## Text segment
— START —
The Radical Graffiti social media account posted quite a thought provoking picture today:

"its not public transit if its not fare-free"

I challenged this claim with a succint explanation here:

Alt text is provided below

BLUE: an interesting observation but surely you can have public facilities, maybe some universal basic income, and assign a modest usage fee to encourage sensible resource utilisation? wording it is probably a bit long for some quick graffiti art tho' :)
RED: why not just skip the middleman and subsidise the bus fare so it costs $0. UBI is paying Peter to pay Paul.
BLUE: yeah, though maybe it's worth putting a price on something that uses resources to encourage sensible usage. its a good reminder that using that thing should be valued.
RED: that's not why things cost money.
ME: Prices of buses in my area are 2.30€ for any bus you can climb in within the hour. Refugees, disabled people, and people with less than 960€ per adult per month of income get an 80% discount (that's 0.46€) and here yes, the goal is not to fund the bus with the ticket. It is to make it seem like a service you pay for so that people respect the service
RED:  that's not why things cost money.
ME:  that is why local public transport costs token amounts of money. They are precisely that: tokens
RED: got it, you don't understand why things cost money. 


I aim to challenge both claims: fare-free transportation is better than public transportation that has a token fee, and "you don't understand why things cost money".

Sociological angle

For any person that has been elected, it is obvious that public transportation needs to cost to the community a set amount of money. It needs to be planned and budgeted. It has to be properly documented, and then it has to be actually enacted.

For public transportation to be useful, it has to meet the following criteria:

  • It can pick up the user when the user needs it
  • It can drop the user where the user needs to go
  • It is affordable, in terms of time or money, to take the transport

But see, there is a problem with "It can pick up the user when the user needs it".

People sitting on the top of an overcrowded bus


A public bus that is full has failed its mission. If you are a minimum wage worker or a destitute trying to get home and the last bus cannot take you, the public service failed you. A bus needs to be there for "the user [that] needs it".
— END —
## Provided material
— START —
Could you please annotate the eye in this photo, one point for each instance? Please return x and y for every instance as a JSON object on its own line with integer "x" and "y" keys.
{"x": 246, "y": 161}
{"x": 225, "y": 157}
— END —
## What this task involves
Reproduce the fare-free transit text starting with "BLUE: an interesting" and going on through "to pay Paul.". None of the material has any bearing on what follows.

## Answer to the problem
BLUE: an interesting observation but surely you can have public facilities, maybe some universal basic income, and assign a modest usage fee to encourage sensible resource utilisation? wording it is probably a bit long for some quick graffiti art tho' :)
RED: why not just skip the middleman and subsidise the bus fare so it costs $0. UBI is paying Peter to pay Paul.